Object pointing dataset rows
--------

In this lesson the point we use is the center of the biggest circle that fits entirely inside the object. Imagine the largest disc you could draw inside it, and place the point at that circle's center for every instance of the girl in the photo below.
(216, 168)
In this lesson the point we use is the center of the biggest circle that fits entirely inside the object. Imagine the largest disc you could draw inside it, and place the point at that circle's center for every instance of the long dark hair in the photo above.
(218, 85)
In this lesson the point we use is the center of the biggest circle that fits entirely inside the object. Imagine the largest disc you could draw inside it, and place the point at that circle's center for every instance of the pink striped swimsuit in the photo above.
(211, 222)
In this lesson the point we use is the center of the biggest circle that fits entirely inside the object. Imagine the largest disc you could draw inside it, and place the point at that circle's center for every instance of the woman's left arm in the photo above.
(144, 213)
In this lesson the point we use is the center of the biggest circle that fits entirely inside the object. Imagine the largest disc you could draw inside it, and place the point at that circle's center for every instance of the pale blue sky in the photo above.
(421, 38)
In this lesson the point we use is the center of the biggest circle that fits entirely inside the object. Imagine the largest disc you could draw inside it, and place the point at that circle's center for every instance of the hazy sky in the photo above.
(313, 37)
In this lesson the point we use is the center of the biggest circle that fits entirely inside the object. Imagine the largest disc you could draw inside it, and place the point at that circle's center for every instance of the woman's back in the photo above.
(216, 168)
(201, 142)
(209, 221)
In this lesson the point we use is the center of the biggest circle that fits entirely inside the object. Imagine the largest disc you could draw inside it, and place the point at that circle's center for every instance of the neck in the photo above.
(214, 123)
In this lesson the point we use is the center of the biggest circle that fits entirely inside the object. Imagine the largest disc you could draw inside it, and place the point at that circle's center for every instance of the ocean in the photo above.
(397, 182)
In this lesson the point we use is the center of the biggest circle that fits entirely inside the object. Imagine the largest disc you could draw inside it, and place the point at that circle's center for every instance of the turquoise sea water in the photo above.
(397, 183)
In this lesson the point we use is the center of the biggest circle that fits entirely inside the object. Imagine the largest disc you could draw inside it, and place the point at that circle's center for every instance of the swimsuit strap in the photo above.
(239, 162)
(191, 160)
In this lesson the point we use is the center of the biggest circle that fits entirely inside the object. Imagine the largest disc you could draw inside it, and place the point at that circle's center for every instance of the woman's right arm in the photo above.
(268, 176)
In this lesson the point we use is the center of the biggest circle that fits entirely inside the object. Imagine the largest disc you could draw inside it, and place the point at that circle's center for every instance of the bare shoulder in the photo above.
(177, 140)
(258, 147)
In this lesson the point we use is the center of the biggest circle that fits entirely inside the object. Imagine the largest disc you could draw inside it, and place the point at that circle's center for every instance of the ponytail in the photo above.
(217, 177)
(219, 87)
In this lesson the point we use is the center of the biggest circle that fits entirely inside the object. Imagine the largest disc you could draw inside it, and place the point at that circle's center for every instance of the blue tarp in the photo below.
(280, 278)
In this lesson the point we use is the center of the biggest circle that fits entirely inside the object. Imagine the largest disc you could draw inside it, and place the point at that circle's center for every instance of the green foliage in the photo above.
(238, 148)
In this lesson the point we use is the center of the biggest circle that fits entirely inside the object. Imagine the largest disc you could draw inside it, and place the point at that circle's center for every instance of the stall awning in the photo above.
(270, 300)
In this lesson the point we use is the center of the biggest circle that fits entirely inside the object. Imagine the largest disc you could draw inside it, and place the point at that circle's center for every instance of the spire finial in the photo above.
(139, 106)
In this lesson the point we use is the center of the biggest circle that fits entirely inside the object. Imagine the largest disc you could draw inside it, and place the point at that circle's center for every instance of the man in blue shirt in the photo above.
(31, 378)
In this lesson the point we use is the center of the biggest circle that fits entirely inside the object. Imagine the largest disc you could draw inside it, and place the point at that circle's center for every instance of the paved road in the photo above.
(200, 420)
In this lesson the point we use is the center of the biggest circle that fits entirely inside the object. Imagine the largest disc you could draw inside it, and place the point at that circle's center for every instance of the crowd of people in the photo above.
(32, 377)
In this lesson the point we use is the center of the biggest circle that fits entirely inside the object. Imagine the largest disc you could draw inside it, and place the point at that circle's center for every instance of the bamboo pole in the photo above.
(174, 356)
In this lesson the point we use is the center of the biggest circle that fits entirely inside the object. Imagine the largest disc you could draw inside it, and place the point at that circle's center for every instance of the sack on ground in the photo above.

--------

Write the material out exactly, with nothing left out.

In this lesson the point we use is the center of the biggest circle that fits entirely inside the object. Imagine the largest disc you could draw inside it, and place the point at that circle's center for every instance of the girl in the photo below.
(216, 168)
In this lesson the point we use is the center of the biggest circle that fits entirely inside the object. Imagine the largest disc you could draw inside it, and place the point at that circle's center for every instance of the long dark hair in the photo above.
(218, 85)
In this lesson the point we use is the center of the biggest circle that fits entirely inside the object. Imagine the largest disc you could draw inside it, and place the point at that circle's center for every instance of the pink striped swimsuit in the photo above.
(211, 222)
In this lesson the point we use is the center of the biggest circle that fits entirely inside the object. Imagine the largest disc you could draw inside it, and place the point at that circle's center for every instance of the woman's left arm in the photo above.
(144, 213)
In this lesson the point we use is the center of the biggest circle that fits entirely inside the object. Imagine the largest disc you could draw inside it, and place the point at that circle's center for every instance of the pale blue sky in the photo above.
(421, 38)
In this lesson the point we use is the center of the biggest circle that fits entirely inside the object. Imagine the largest disc you could draw inside it, and place the point at that circle's center for every instance of the hazy sky in the photo above.
(313, 37)
In this lesson the point we use is the center of the biggest circle that fits entirely inside the object. Imagine the largest disc you could draw inside it, and place the point at that circle's center for every instance of the woman's back in the photo above.
(216, 168)
(201, 142)
(209, 221)
In this lesson the point we use is the center of the biggest circle that fits entirely inside the object. Imagine the largest disc you could draw inside it, and place the point at that circle's center for every instance of the neck in the photo above.
(214, 123)
In this lesson the point we use is the center of the biggest circle that fits entirely inside the object. Imagine the largest disc you could draw inside it, and place the point at that circle's center for every instance of the ocean in the photo above.
(397, 182)
In this lesson the point we use is the center of the biggest circle that fits entirely inside the object. Imagine the largest disc you could draw inside it, and place the point at that circle's center for every instance of the turquoise sea water in the photo above.
(397, 183)
In this lesson the point we use is the center of the biggest circle that fits entirely inside the object. Imagine the largest disc you could draw inside it, and place the point at that circle's center for every instance of the swimsuit strap in the photo above.
(239, 162)
(191, 160)
In this lesson the point we use is the center of the biggest circle that fits entirely inside the object. Imagine the largest disc you could draw inside it, and place the point at that circle's center for every instance of the woman's right arm in the photo above.
(268, 176)
In this lesson the point we use is the center of the biggest circle that fits entirely inside the object. Imagine the largest disc you could draw inside it, and place the point at that circle's center for every instance of the bare shoulder in the photo above.
(177, 140)
(258, 147)
In this lesson the point we use is the center of the biggest circle that fits entirely inside the object. Imagine the largest disc you could draw inside it, and place the point at that circle's center for every instance of the ponytail in the photo above.
(217, 177)
(219, 87)
In this lesson the point we use is the center of the biggest circle that fits entirely inside the object. Imagine the largest disc you could draw inside it, and place the point at that circle's center for every instance of the blue tarp in the photo below.
(280, 278)
In this lesson the point we use is the center of the biggest circle that fits entirely inside the object. Imagine the largest disc you could draw inside it, and place the point at that circle's center for every instance of the green foliage in the photo above.
(238, 148)
In this lesson the point we use is the center of the biggest circle that fits entirely inside the object. Imagine the largest disc you could draw inside it, and place the point at that circle's center for every instance of the stall awning in the photo above.
(270, 300)
In this lesson the point we use is the center of the biggest circle that fits entirely inside the object. Imagine the largest disc you could draw inside it, and place the point at that circle's center for every instance of the spire finial in the photo above.
(139, 106)
In this lesson the point we use is the center of the biggest circle that fits entirely inside the object. Imagine the largest disc you could draw inside it, and place the point at that circle's center for every instance of the man in blue shirt in the photo above.
(31, 378)
In this lesson the point we use is the center of the biggest circle that fits entirely inside the object. Imagine the largest disc you could draw inside it, and place the point at that circle's center for every instance of the paved road in the photo above.
(200, 420)
In this lesson the point we use is the center of the biggest circle that fits entirely inside the object. Imagine the largest disc you could draw inside it, and place the point at that circle's center for every instance of the crowd of people in the photo above.
(32, 377)
In this lesson the point we use is the center of the biggest circle that fits entirely inside the object. Imagine the largest disc you could draw inside it, and place the point at that circle's center for every instance of the bamboo pole in the photo above.
(174, 356)
In this lesson the point we use is the center of the biggest circle that fits entirely inside the object. Imagine the largest disc you could draw inside it, and place the point at that circle's center for every instance of the sack on ground in the photo above.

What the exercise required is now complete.